YIKILAN OKULLARIN ÖĞRENCİLERİ

Okullar yüz yüze eğitim için açılınca bazı okulların yıkıldığı, bazı okulların ne zaman biteceği belli olmayan tadilat sürecinde olduğu veliler ve öğrenciler tarafından anlaşıldı. Okulu yıkılan ya da tadilatta olan öğrencilerin kayıtları başka okullara yapıldı. Bu durum birçok soruna neden oldu. Ancak bir de ekonomik boyutu vardı.

Örneğin Seyrantepe Cumhuriyet İlkokulu tadilatta olduğu için, öğrenciler Yolaltı (Şilbe) ve Batıkentt’teki ilkokula nakledildi. Servis ücreti ödeyecek imkanı olmayan veliler Seyrantepe yolunu trafiğe kapatarak, çocuklarının başka okullara naklini protesto etti. Ancak yetkililer tarafından en başından düşünülmemiş sorunla baş etmenin imkanı yok görünüyor.

### Görev tanımı
Yıkılan okulların öğrencilerine dair metinden "Okullar yüz yüze" ile başlayıp "imkanı yok görünüyor." dahil olmak üzere oraya kadar süren bölümü olduğu gibi çıkarın. Bu satırlar başka bir kaynaktan alınmıştır.

### Veri satırları
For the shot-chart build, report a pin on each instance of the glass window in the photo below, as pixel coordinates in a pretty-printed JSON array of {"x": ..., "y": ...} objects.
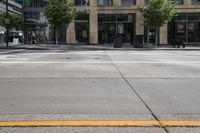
[
  {"x": 82, "y": 2},
  {"x": 82, "y": 28},
  {"x": 195, "y": 1},
  {"x": 185, "y": 26},
  {"x": 128, "y": 2},
  {"x": 178, "y": 1},
  {"x": 104, "y": 2},
  {"x": 34, "y": 3}
]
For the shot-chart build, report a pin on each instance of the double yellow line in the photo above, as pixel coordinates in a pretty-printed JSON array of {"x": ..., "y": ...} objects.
[{"x": 99, "y": 123}]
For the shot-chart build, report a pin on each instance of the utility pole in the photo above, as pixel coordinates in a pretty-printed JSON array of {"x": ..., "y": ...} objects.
[{"x": 7, "y": 23}]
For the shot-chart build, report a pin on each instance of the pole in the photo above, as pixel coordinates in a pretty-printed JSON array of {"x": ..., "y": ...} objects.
[{"x": 7, "y": 30}]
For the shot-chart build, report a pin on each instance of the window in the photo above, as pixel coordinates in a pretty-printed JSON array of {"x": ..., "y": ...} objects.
[
  {"x": 195, "y": 1},
  {"x": 128, "y": 2},
  {"x": 82, "y": 2},
  {"x": 34, "y": 3},
  {"x": 178, "y": 1},
  {"x": 104, "y": 2}
]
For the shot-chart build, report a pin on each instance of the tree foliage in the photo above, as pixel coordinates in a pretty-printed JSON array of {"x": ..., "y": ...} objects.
[
  {"x": 59, "y": 12},
  {"x": 158, "y": 12},
  {"x": 15, "y": 21}
]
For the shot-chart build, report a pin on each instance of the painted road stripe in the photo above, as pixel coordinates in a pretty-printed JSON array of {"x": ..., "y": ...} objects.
[
  {"x": 100, "y": 123},
  {"x": 95, "y": 62},
  {"x": 10, "y": 51}
]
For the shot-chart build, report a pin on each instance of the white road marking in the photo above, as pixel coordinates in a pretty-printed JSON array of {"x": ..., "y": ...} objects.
[
  {"x": 10, "y": 51},
  {"x": 100, "y": 62}
]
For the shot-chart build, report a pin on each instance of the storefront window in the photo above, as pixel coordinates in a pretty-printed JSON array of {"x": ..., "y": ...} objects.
[
  {"x": 128, "y": 2},
  {"x": 104, "y": 2},
  {"x": 186, "y": 27},
  {"x": 195, "y": 1},
  {"x": 178, "y": 1},
  {"x": 111, "y": 26},
  {"x": 82, "y": 28},
  {"x": 82, "y": 2}
]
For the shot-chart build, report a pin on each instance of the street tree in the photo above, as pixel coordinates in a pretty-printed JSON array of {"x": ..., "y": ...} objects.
[
  {"x": 58, "y": 13},
  {"x": 156, "y": 14},
  {"x": 15, "y": 21}
]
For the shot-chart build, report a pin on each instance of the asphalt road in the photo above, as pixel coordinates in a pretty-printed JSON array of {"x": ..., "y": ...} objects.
[{"x": 99, "y": 85}]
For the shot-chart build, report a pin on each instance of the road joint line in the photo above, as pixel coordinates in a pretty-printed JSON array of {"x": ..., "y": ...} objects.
[{"x": 100, "y": 123}]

### Görev çıktısı
Okullar yüz yüze eğitim için açılınca bazı okulların yıkıldığı, bazı okulların ne zaman biteceği belli olmayan tadilat sürecinde olduğu veliler ve öğrenciler tarafından anlaşıldı. Okulu yıkılan ya da tadilatta olan öğrencilerin kayıtları başka okullara yapıldı. Bu durum birçok soruna neden oldu. Ancak bir de ekonomik boyutu vardı.

Örneğin Seyrantepe Cumhuriyet İlkokulu tadilatta olduğu için, öğrenciler Yolaltı (Şilbe) ve Batıkentt’teki ilkokula nakledildi. Servis ücreti ödeyecek imkanı olmayan veliler Seyrantepe yolunu trafiğe kapatarak, çocuklarının başka okullara naklini protesto etti. Ancak yetkililer tarafından en başından düşünülmemiş sorunla baş etmenin imkanı yok görünüyor.